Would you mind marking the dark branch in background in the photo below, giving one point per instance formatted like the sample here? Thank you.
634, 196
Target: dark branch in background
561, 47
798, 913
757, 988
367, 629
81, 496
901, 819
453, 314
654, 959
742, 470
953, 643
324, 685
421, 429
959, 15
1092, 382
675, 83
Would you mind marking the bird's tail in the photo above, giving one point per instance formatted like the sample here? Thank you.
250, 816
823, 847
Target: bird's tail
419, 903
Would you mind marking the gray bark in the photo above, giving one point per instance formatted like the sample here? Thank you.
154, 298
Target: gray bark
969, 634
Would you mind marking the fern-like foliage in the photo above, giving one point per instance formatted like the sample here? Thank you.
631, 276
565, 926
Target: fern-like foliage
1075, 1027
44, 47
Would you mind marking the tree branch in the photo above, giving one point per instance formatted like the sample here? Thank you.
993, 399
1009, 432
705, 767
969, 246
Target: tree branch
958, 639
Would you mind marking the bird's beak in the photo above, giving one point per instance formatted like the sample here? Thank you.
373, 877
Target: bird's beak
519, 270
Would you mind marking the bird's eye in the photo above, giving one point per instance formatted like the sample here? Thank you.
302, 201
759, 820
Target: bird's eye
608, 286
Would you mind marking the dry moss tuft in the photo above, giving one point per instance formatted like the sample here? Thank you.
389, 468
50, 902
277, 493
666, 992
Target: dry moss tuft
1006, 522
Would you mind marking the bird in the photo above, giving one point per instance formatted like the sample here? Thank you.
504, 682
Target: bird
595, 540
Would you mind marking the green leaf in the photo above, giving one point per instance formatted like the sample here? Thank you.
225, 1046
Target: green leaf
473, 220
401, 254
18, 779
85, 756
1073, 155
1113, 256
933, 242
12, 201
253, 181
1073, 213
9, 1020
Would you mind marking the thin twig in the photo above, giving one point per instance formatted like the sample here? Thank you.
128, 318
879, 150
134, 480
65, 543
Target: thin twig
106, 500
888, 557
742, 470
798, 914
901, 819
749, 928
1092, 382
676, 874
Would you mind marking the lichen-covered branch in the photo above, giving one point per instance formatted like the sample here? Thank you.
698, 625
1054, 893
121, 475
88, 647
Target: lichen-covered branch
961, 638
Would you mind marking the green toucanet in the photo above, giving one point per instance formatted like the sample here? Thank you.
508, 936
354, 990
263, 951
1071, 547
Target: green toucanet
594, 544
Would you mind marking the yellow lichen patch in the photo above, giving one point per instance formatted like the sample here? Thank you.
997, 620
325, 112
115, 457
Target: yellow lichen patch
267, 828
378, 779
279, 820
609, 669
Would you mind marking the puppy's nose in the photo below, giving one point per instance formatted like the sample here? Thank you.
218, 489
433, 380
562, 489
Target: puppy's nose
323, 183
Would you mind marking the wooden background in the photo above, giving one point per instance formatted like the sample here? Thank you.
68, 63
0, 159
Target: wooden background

- [Job]:
Please rewrite the entries starting at the line that contains "Would you mind marking the dry" and ending at the last entry, swapping "green toucanet" for "emerald toucanet" and leaving everything else unchanged. Return only those lines.

- [The response]:
Would you mind marking the dry moss tuft in the photo above, giving one point per instance formatted like the sample here? Thank you.
389, 468
50, 902
277, 493
666, 992
Target: dry moss tuft
1006, 522
Would you mind marking the bird in the photo above, giving one point per instance formatted like the sample here? Thank you.
504, 682
Target: bird
595, 540
Would you mind marking the green leaf in the photo above, giving one point per instance formatted like the sample here? Thank you.
225, 1046
Target: green leaf
473, 220
401, 254
18, 779
85, 756
1073, 155
1113, 256
933, 242
12, 201
253, 181
1073, 213
9, 1020
Would you mind marking the thin twig in the photo above, giving one point per instance formatted like the sample here? Thank you.
128, 318
879, 150
134, 480
65, 543
Target: thin twig
106, 500
888, 557
742, 470
798, 914
901, 819
749, 928
1092, 382
676, 874
Would you mind marking the lichen-covered branch in the photo above, giving one point per instance formatted like the sample here? Thank you.
698, 625
1054, 893
121, 475
88, 647
Target: lichen-covered branch
961, 638
Would you mind marking the emerald toucanet in the photo above, giving one point per instance formatted like the sample here? Thank you.
508, 936
354, 990
263, 951
1071, 547
Target: emerald toucanet
594, 544
Would you mind marking the yellow lichen patch in the photo above, giving one point per instance formatted like the sample here? Thank you.
997, 620
325, 112
115, 457
Target: yellow lichen patch
267, 828
378, 779
279, 820
609, 669
Would you mind marking the puppy's nose in the photo below, giving one point per instance formatted like the sample here? Thank you.
218, 489
433, 380
562, 489
Target: puppy's nose
323, 183
Would you mind marking the wooden background in the photo above, giving one point per instance formatted like the sample here? Thank you.
68, 63
0, 159
Target: wooden background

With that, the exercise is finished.